» **Document text**
• • • • •

U.S. v. Orozco

Decision Date01 February 1979
Docket NumberD,Nos. 77-2241,LIVA-CORON,77-1711,s. 77-2241
Citation590 F.2d 789
Parties4 Fed. R. Evid. Serv. 308 UNITED STATES of America, Plaintiff-Appellee, v. Maria OROZCO, Defendant-Appellant. UNITED STATES of America, Plaintiff-Appellee, v. Joseefendant-Appellant.
CourtU.S. Court of Appeals — Ninth Circuit

Harvey E. Byron, Los Angeles, Cal., Roger S. Hanson, Santa Ana, Cal., for defendant-appellant.

Cornel J. Price, Asst. U. S. Atty. (argued), Los Angeles, Cal., for plaintiff-appellee.

Appeal from the United States District Court for the Central District of California.

Before CHOY and WALLACE, Circuit Judges, and TURRENTINE, * District Judge.

CHOY, Circuit Judge:

Appellants Jose Liva-Corona and Maria Orozco appeal from their convictions for possession of cocaine and heroin with intent to distribute in violation of 21 U.S.C. § 841(a)(1). We affirm.

• • • • •

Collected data
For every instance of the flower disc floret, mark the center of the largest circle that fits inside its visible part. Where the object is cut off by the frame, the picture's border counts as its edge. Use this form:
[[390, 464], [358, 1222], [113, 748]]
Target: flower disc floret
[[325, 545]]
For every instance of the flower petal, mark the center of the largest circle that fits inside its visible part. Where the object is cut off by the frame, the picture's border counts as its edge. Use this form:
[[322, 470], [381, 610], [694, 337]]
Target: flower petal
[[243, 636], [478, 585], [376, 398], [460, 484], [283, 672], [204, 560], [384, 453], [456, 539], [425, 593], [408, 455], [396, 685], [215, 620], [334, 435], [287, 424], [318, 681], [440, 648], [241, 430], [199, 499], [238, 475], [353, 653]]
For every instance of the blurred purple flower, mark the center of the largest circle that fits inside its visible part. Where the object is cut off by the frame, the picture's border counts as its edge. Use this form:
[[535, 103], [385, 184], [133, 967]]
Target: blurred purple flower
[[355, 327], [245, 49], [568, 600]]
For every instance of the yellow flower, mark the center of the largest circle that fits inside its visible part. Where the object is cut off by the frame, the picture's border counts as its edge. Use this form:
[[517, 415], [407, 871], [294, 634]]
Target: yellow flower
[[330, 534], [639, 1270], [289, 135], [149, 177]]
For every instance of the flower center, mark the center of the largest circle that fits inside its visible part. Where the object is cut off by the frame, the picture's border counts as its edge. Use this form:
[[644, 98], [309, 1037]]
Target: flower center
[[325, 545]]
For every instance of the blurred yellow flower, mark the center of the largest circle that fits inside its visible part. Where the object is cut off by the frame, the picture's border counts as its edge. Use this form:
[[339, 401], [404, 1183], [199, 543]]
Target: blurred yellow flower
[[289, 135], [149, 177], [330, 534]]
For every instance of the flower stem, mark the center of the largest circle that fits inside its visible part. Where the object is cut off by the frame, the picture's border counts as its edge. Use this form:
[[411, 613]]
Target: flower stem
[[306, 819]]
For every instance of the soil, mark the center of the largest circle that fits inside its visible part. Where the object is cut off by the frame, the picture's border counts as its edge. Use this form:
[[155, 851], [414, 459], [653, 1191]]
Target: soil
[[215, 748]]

• • • • •

» **Task set**
1. Set down the passage of the U.S. v. Orozco opinion from "Before CHOY and" to "841(a)(1). We affirm." word for word.
2. In the U.S. v. Orozco opinion, what crime were the appellants convicted of?
3. Extend the U.S. v. Orozco opinion by writing what follows its last sentence.

» **Outputs in order**
1.
Before CHOY and WALLACE, Circuit Judges, and TURRENTINE, * District Judge.

CHOY, Circuit Judge:

Appellants Jose Liva-Corona and Maria Orozco appeal from their convictions for possession of cocaine and heroin with intent to distribute in violation of 21 U.S.C. § 841(a)(1). We affirm.

2. Possession of cocaine and heroin with intent to distribute, in violation of 21 U.S.C. § 841(a)(1).

3.
Around 4:45 A. M., Los Angeles Sheriff's deputies observed Liva-Corona sitting in an automobile parked in an area with a high incidence of residential burglaries and auto thefts. Upon seeing the patrol car, Liva-Corona quickly got out of his car, shut the door, and backed up to a retaining wall over which he appeared to throw an object. The deputies stopped to investigate. Although Liva-Corona indicated that he lived at the residence where the car was parked, his driver's license listed an address in another part of the city. At that point, Orozco got out of a parked car in the driveway of the residence and approached the deputies. She said that the residence was hers, that Liva-Corona was staying with her, and that she owned the cars. Orozco also said that she and Liva-Corona had just returned from a double date in the car in the driveway, but that she did not know the names of the couple they had been with. When Orozco opened her purse to obtain identification, one of the deputies observed several rolls of money.

Meanwhile, the other deputy had looked behind the retaining wall and had retrieved a semi-automatic pistol. The deputies informed one another of their discoveries and one deputy went to look through the passenger's window of the car parked on the street. On the floor of the car he observed eight packages bound tightly with tape. The packages were illuminated by the light of the open glove compartment. The other deputy looked through the driver's window of the car and noticed that some of the packages were labeled "coc" or "coca." The deputy entered the car and determined that the packages contained cocaine and heroin. Appellants were then arrested. A subsequent search of the impounded car revealed still more heroin concealed in a hidden compartment. At trial, a motion to suppress the evidence seized from the car was denied.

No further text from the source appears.